▸ **Directive**
Rewrite everything from the line containing "Task: where can the young" down to the line containing "x=261, y=260", with both lines included and every line kept, and add -34 to each x and y coordinate in the answers.

▸ **Listing**
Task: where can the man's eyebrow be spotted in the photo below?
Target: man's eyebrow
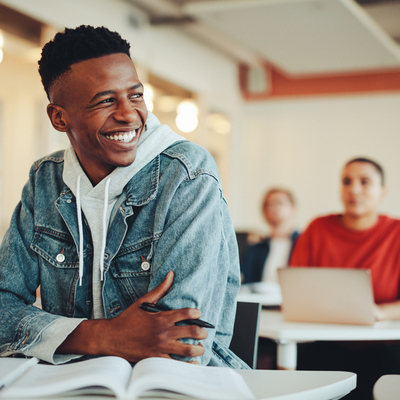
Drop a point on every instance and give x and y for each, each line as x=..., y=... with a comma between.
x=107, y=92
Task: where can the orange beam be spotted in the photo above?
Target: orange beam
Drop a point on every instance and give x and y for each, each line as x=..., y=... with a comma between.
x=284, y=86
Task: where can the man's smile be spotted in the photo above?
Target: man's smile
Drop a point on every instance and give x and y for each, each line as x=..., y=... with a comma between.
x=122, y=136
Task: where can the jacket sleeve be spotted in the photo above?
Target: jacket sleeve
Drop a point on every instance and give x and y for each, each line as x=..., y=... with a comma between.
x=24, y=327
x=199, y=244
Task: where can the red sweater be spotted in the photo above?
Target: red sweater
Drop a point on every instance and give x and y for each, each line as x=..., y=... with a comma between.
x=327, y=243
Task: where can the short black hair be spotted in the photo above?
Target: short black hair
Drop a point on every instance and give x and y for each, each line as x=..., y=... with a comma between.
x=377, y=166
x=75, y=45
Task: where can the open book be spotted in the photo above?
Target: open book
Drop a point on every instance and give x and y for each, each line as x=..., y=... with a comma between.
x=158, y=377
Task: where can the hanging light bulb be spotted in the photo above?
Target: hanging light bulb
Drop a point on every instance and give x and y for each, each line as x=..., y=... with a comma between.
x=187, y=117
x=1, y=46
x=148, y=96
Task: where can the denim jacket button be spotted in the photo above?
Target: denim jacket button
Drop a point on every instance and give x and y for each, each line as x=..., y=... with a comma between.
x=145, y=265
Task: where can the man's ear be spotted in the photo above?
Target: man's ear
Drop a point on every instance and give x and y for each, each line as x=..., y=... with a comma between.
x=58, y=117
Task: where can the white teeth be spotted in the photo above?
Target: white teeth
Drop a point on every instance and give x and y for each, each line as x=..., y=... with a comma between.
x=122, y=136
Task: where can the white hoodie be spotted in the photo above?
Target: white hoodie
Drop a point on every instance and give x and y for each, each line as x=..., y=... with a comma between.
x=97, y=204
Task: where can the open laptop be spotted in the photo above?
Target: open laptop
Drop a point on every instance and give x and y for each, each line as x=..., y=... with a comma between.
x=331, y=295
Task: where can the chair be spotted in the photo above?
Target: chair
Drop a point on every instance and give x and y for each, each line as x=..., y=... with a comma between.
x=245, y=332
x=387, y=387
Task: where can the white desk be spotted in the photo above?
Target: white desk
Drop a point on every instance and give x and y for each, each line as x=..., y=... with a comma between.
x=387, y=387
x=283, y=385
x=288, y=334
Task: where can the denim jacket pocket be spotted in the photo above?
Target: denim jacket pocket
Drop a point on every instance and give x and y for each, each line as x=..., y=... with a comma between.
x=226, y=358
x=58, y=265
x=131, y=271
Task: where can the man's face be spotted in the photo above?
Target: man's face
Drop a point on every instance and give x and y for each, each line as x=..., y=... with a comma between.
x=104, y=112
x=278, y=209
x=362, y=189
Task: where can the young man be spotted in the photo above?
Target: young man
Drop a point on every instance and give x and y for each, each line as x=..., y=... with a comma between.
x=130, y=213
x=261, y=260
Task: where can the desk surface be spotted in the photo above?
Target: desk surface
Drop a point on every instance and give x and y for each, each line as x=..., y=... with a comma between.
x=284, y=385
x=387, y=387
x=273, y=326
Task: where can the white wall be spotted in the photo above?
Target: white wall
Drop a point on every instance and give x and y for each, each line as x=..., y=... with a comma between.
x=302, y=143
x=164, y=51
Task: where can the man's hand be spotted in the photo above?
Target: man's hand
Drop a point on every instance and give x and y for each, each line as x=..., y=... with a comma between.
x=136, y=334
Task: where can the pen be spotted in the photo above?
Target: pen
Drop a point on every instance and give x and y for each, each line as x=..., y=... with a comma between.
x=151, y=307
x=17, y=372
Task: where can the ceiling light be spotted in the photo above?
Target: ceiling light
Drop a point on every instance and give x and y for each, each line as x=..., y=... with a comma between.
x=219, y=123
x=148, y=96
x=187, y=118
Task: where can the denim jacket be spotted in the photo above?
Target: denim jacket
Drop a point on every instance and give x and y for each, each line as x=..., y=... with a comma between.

...

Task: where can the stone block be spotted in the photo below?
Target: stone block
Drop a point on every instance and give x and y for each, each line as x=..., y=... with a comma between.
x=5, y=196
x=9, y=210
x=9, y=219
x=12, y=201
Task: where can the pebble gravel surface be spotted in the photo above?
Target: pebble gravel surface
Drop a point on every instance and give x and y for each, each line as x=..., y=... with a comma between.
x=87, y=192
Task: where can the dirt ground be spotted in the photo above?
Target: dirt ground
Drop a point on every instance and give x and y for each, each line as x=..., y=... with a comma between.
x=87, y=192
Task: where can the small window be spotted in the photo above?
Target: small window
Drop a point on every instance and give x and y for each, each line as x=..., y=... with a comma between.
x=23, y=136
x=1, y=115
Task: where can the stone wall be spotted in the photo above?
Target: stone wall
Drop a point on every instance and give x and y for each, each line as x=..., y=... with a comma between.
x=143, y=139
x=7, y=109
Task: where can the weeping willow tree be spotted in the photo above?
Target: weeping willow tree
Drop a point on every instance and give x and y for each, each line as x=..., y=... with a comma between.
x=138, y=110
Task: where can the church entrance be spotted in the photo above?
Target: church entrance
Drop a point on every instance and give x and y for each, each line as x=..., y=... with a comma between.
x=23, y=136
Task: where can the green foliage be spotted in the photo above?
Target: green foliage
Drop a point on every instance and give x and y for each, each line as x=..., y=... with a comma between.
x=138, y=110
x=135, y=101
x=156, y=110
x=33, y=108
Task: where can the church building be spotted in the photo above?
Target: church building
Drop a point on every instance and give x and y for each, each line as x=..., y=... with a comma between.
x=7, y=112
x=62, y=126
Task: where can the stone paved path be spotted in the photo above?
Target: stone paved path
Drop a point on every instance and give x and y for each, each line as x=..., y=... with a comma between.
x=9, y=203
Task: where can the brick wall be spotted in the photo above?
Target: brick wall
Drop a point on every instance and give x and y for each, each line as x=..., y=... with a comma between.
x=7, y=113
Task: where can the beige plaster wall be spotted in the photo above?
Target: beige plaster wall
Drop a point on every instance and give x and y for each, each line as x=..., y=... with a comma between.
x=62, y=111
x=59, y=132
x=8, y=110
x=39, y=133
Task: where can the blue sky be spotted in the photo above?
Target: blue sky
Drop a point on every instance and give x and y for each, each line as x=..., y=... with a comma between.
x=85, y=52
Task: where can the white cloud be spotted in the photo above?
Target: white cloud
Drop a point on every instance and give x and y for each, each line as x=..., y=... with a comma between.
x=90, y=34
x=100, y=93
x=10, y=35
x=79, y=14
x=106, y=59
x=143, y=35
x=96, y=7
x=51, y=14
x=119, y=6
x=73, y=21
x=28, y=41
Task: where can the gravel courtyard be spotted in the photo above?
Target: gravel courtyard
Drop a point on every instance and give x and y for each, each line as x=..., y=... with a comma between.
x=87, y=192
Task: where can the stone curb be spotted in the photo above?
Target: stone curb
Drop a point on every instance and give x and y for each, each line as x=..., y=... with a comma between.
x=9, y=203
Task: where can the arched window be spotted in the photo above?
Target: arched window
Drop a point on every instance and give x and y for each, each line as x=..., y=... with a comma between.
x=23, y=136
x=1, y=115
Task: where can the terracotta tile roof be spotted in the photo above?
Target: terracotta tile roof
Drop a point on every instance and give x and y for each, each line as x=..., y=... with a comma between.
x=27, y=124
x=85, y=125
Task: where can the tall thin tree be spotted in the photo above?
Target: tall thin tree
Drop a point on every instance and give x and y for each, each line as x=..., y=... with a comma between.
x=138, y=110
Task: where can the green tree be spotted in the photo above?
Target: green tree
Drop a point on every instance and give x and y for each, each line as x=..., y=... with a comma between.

▸ **Result**
Task: where can the young man be spotted in the photo above?
Target: young man
Drop a point on every instance and give x and y for each, each line as x=..., y=... with a comma between.
x=96, y=179
x=227, y=226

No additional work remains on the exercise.